Book Review: Strong Female Character by Fern Brady

Strong Female Character by Fern Brady. Reviewed by the Salvesen Mindroom Centre Team.

Date published: February 2023

Paperback price: £8.99

Link to book on Amazon

Reviewer: The Salvesen Mindroom Centre Team

Reviewer expertise: Directly supporting families of children with learning difficulties including autism


What is the book about and who is the book aimed at?

This is an honest reflection from Fern about her life, her relationships and autism. It has adult themes and potential triggers throughout so would be best for a mature or adult audience.

A brief description of the content of the book  

Fern delivers the narrative of her childhood, teens and adult life in a matter-of-fact, down to earth manner which is both funny and sometimes surprising in its honesty. She illustrates how common misdiagnosis is in women and girls and takes the reader through the struggle to navigate education, a career and relationships while grappling to understand her own mind and behaviours.

The audio book is read by Fern and is delivered, at times, with a blunt realism that portrays some incredibly self-aware insights to her life. It is sad, funny and relatable as her experiences are not uncommon. The book is less to increase understanding amongst neurotypical readers, but more for neurodivergent females to know they are not alone.

Fern describes a journey through education, addiction, eating disorder, self-disclosure, to using Google to look for support, diagnosis and inclusion. There are parts that could be difficult to read for someone still on the diagnostic journey, but throughout Fern is open and vulnerable discussing class, race, poverty and homelessness, a basic need to make enough money to get by and the ever-present sectarian divide that is still relevant in Scotland.

In an industry full of assumptions, prejudice and reputation, Fern fought against stereotypes and labels to gain respect from her peers and have a successful career in comedy.

Is the content in line with best practice/research evidence?

This is a personal story, but it does reflect the reality that many women face in trying to gain understanding and recognition of their neurodivergent identity.

It demonstrates the complexity of family relationships not only through the teen years but into adulthood, the risks and missed opportunities to provide support at the right time to Fern, how this impacted on her relationship with her mum and dad and how this is today.

There are great examples of how Fern sees the world through her autism and how this could come across to others - such as black and white thinking, lacking remorse or minimising trauma.

Fern does not see herself as brave, just honest and starkly self-aware. Successfully pursuing her career she highlights there will always be autism, not a superpower but a lifelong part of her that she shares with the reader.

Would the book be helpful to its target reader?  If so, how? Would it be helpful to anyone else?

Firstly, it is a good read. The relatable, self-deprecating Fern allows the reader to see a true and candid version of herself and this could be empowering for autistic young women or parents of autistic teens on their journey.

Some of the content could be triggering and does have an adult theme though not at all sensationalised. Everyone will learn something from reading this whether they are neurotypical, neurodivergent or curious.

There is a lot in the book for those in education and the medical professions which could lead to better understanding of autism in girls and women. It helps break down some of the stereotypical tick boxes of autism and it could be an enlightening read for many.

What is your final, overall opinion on the book?

The reviewers enjoyed the book immensely. It is funny, challenging and thought-provoking. For those with lived experience or experience supporting young neurodivergent females there will be something in this book which the readers will find relatable, although we recognise that everyone’s story is unique to them.

We would recommend the book for readers 18 and over due to some of the adult content.

From a professional perspective, we recognise the demand for this type of literature and ongoing research in the identification, assessment and support for neurodivergent girls and women.

## Data for review
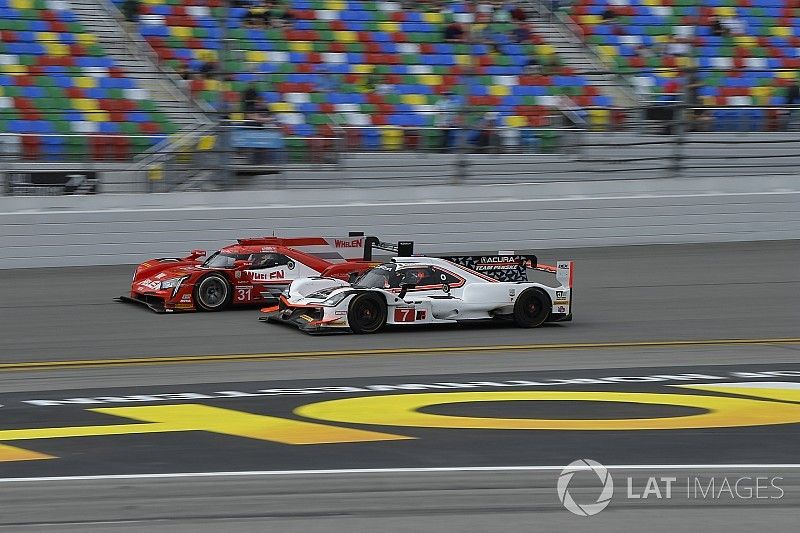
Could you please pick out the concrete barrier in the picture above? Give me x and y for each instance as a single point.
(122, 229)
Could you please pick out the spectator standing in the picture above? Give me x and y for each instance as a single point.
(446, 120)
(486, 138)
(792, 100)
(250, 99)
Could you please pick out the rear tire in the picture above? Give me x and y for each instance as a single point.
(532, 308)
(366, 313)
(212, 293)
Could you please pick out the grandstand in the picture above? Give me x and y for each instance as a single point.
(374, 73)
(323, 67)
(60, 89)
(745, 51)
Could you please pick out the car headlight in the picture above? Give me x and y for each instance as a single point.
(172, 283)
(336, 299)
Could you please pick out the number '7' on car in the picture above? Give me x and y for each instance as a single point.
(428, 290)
--
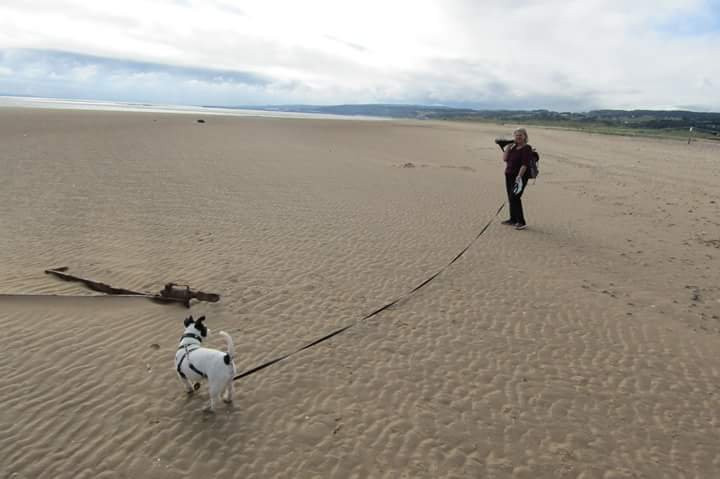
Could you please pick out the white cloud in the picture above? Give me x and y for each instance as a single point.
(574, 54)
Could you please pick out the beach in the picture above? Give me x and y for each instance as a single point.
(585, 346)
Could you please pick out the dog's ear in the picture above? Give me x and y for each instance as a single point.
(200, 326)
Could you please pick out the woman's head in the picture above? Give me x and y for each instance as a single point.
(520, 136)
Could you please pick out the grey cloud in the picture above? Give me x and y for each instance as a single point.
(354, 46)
* * *
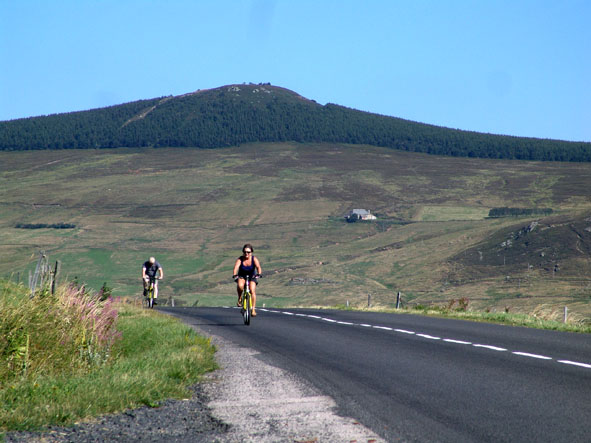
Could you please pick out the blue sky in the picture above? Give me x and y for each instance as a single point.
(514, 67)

## What is being asked
List the examples the book review gives of how Fern's autism could come across to others.

## Solution to this problem
- black and white thinking
- lacking remorse
- minimising trauma